(Records contained in a dataset)
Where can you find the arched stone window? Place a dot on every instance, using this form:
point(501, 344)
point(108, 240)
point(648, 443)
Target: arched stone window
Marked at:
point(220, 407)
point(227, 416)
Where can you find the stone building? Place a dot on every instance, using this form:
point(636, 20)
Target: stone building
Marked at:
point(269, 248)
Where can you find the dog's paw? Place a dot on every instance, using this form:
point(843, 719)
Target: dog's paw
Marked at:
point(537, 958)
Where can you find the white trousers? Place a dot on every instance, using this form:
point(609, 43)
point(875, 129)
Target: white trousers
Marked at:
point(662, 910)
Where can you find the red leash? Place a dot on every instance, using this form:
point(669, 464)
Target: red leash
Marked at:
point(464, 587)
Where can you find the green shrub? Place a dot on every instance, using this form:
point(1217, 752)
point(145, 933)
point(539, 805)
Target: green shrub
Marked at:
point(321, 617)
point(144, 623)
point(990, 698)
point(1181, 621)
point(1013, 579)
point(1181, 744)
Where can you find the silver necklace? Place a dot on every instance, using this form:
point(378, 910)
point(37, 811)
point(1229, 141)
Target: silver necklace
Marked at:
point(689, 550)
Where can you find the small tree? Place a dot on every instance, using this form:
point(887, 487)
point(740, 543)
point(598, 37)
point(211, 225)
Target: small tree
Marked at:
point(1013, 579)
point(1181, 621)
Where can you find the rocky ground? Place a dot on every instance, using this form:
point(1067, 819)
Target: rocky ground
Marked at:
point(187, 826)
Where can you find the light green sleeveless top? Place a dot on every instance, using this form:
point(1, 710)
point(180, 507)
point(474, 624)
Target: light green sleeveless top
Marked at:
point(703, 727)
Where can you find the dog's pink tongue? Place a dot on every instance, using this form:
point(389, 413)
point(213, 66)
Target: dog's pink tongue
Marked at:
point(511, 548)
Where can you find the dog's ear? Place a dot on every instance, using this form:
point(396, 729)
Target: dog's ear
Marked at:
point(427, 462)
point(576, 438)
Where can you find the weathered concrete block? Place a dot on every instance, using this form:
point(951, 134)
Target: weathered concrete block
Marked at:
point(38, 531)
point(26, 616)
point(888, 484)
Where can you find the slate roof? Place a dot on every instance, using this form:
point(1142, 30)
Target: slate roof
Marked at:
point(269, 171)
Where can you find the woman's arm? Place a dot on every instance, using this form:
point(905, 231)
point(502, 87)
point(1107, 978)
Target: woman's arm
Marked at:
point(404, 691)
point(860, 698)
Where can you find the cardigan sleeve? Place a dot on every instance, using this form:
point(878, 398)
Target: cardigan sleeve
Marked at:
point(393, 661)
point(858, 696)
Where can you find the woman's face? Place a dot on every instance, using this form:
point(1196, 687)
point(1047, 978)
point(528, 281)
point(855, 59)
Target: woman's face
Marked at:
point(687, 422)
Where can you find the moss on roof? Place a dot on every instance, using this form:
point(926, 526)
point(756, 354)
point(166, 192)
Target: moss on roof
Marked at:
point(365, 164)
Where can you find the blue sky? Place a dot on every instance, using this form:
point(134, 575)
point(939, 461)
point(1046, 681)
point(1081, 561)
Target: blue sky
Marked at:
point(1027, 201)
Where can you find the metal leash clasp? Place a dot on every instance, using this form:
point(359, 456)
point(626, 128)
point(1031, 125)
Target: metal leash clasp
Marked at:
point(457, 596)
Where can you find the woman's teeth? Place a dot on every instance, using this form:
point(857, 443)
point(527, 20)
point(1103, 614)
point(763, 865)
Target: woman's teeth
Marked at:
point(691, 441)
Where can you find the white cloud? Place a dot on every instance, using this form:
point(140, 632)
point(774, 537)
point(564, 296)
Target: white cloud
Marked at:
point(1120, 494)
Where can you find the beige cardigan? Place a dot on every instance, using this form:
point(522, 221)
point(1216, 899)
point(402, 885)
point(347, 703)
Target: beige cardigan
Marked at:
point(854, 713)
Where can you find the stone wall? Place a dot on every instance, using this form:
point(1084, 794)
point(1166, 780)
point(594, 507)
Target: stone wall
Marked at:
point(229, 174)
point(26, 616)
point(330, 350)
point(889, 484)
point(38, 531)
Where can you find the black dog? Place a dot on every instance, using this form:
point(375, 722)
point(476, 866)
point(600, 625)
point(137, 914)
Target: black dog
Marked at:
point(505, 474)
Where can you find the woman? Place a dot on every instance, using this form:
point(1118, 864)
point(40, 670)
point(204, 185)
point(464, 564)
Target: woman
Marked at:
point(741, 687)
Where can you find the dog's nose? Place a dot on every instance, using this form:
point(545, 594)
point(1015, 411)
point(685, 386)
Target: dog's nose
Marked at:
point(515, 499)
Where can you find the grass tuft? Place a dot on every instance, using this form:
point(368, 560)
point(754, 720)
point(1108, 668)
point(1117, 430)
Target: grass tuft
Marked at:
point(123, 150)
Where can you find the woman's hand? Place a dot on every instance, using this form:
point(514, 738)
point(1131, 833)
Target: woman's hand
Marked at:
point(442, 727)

* * *

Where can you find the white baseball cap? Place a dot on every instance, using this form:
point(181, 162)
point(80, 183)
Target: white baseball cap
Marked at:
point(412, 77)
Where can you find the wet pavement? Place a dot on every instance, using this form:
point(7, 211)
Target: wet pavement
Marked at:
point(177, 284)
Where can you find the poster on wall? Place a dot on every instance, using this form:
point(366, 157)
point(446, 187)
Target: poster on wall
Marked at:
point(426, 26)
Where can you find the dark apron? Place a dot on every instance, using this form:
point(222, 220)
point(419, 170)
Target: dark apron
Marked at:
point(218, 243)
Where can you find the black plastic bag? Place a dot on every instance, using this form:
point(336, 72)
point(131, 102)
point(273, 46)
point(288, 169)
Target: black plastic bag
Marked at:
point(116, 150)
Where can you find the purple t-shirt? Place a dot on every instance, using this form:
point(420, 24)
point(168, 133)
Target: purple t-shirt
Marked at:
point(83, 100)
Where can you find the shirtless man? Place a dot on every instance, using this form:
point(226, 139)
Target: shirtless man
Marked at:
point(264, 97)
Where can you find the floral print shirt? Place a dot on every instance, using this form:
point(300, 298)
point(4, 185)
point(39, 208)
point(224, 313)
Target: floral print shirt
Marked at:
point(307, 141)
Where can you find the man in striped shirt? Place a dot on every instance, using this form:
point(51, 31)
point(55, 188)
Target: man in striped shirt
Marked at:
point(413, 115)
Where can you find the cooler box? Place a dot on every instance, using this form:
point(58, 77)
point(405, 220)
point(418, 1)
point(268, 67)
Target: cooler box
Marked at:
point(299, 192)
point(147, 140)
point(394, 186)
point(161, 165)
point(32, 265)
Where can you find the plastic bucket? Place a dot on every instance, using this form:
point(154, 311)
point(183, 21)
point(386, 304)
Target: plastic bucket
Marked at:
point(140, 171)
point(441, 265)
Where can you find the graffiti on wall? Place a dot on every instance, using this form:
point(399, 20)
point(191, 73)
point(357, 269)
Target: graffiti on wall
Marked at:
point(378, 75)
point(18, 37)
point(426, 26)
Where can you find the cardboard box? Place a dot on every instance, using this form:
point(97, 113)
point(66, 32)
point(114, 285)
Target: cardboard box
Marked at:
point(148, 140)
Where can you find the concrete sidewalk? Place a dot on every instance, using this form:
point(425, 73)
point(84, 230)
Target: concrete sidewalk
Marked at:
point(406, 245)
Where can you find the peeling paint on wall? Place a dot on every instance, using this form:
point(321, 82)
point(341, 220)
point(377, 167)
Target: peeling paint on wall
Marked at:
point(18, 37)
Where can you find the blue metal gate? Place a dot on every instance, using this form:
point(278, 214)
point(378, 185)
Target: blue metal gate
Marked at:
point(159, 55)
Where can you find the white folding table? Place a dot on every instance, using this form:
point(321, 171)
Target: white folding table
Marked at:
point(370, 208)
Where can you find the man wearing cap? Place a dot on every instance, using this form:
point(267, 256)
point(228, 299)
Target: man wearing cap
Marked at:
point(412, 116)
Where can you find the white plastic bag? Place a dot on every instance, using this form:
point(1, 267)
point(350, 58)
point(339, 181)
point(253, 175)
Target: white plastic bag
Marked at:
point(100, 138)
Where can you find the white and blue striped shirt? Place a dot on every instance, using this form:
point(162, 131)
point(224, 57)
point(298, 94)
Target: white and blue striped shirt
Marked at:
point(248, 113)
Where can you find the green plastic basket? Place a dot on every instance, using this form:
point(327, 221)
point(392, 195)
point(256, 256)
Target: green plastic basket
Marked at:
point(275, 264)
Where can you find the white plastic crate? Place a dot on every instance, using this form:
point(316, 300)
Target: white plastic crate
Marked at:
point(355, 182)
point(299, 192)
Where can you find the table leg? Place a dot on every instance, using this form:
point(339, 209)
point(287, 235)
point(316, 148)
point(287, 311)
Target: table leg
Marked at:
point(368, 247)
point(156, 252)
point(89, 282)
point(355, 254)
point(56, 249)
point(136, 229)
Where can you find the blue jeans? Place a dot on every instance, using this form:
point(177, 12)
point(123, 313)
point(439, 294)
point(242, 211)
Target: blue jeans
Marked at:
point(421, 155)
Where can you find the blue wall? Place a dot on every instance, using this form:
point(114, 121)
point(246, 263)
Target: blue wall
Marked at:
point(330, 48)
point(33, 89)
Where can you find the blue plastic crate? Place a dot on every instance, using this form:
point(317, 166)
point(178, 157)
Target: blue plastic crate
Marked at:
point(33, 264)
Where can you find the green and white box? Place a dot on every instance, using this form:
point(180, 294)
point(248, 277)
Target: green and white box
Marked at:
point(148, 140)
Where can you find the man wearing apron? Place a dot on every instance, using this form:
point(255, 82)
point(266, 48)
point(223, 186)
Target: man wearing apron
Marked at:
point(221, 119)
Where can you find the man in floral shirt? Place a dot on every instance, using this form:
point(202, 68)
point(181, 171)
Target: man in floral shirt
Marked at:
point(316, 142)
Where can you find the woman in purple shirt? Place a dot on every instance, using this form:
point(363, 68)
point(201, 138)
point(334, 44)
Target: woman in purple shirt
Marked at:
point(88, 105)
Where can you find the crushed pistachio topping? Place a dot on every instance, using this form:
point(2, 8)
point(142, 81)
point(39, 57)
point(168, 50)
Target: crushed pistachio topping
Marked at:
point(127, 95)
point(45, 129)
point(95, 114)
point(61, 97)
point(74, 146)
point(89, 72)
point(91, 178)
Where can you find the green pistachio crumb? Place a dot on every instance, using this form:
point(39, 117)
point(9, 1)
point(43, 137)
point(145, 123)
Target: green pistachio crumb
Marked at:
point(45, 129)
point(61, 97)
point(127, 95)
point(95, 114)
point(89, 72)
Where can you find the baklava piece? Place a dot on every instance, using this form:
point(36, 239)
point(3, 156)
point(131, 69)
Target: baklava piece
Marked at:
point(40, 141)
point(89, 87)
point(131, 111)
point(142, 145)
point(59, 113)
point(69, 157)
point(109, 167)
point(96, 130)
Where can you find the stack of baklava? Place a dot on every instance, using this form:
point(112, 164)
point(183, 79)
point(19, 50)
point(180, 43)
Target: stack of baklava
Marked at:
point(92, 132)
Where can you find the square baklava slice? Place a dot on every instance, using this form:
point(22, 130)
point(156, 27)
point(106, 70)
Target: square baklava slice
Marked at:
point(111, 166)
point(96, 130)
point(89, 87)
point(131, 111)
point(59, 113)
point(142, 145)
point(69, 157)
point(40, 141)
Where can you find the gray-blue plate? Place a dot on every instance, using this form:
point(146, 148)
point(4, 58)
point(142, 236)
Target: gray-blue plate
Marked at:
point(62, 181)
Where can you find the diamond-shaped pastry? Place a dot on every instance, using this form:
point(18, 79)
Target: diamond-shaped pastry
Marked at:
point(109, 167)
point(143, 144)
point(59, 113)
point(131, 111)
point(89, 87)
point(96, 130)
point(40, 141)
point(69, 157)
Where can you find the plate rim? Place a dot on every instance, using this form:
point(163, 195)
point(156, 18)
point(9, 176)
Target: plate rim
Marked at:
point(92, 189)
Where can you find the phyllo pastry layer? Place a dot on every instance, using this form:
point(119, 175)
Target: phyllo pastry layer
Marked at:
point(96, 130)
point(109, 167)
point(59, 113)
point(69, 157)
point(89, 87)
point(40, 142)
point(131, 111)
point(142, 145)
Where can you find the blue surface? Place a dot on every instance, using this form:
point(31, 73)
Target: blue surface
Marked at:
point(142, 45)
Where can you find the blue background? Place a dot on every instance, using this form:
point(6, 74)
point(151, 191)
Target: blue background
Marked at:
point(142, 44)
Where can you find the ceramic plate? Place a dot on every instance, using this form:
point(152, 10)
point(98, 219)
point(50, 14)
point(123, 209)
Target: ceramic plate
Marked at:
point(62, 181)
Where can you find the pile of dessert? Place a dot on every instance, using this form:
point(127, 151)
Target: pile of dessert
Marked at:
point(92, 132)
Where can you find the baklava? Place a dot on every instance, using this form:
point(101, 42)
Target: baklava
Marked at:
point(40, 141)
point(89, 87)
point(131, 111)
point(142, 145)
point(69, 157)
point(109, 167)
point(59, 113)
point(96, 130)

==

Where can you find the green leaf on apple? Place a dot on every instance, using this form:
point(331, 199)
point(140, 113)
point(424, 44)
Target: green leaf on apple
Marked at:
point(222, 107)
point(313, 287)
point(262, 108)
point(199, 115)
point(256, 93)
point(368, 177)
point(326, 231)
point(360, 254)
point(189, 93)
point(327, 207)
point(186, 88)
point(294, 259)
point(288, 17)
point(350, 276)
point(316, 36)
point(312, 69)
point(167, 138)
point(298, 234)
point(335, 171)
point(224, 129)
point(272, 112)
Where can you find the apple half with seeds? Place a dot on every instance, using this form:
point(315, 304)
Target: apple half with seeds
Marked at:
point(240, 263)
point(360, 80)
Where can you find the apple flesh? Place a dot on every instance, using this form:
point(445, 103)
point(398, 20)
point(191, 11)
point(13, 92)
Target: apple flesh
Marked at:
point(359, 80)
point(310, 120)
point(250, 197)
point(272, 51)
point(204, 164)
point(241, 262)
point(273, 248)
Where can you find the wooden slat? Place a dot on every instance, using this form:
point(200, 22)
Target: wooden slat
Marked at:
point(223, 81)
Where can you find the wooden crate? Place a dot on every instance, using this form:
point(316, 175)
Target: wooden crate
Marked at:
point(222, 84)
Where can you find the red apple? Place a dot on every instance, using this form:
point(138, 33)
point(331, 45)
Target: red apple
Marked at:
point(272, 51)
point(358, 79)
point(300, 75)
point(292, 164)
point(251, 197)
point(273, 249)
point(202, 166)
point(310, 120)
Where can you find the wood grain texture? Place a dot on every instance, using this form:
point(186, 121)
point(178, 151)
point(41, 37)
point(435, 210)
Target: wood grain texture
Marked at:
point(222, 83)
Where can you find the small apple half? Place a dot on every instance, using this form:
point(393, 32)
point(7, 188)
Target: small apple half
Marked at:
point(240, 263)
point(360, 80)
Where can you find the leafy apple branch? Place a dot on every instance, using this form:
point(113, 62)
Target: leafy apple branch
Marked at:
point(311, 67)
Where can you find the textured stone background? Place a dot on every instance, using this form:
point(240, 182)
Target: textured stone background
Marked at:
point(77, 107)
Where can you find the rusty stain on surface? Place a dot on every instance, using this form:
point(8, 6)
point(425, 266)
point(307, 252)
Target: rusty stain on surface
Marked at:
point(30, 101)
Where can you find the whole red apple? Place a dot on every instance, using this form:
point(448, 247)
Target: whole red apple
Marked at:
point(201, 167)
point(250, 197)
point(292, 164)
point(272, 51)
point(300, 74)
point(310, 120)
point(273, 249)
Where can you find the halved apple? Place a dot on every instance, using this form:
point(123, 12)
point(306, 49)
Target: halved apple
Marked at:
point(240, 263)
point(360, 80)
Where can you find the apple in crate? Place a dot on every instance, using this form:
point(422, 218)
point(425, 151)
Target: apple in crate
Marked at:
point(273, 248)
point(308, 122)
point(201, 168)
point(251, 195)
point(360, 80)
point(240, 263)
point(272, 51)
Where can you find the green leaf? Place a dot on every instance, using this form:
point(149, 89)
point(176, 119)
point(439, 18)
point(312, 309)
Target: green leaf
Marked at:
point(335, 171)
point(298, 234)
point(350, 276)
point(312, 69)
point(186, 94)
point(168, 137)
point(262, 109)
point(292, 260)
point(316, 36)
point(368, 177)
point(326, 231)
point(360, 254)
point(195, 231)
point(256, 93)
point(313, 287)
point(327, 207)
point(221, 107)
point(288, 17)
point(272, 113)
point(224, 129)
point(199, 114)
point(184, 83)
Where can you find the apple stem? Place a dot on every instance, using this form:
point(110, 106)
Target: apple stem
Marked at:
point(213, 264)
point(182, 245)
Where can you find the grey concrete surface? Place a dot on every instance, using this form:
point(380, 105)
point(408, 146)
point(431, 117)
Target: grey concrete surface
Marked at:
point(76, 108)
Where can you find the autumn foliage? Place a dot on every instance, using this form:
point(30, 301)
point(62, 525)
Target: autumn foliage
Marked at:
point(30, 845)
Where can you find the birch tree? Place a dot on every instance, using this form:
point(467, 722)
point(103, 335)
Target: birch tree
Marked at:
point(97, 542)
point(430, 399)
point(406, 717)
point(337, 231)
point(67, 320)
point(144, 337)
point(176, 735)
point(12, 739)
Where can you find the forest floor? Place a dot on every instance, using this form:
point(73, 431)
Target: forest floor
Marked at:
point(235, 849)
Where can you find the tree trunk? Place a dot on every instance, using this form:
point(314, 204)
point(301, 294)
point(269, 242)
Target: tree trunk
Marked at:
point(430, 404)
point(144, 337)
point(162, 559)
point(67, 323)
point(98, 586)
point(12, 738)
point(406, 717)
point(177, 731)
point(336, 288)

EXERCISE OBJECTIVE: Set down, exactly as they appear above, all lines from the one that has "point(181, 162)" down to the one that has "Target: dark apron", including those two and no others.

TASK SOLUTION:
point(181, 162)
point(80, 183)
Target: white baseball cap
Marked at:
point(412, 77)
Where can you find the wet pavement? Place a dot on every instance, using this form:
point(7, 211)
Target: wet pavement
Marked at:
point(177, 284)
Where can you find the poster on wall? Place a dot on every instance, using this form:
point(366, 157)
point(446, 187)
Target: poster on wall
Marked at:
point(426, 26)
Where can you find the dark apron? Place a dot on every instance, using this form:
point(222, 220)
point(419, 170)
Target: dark apron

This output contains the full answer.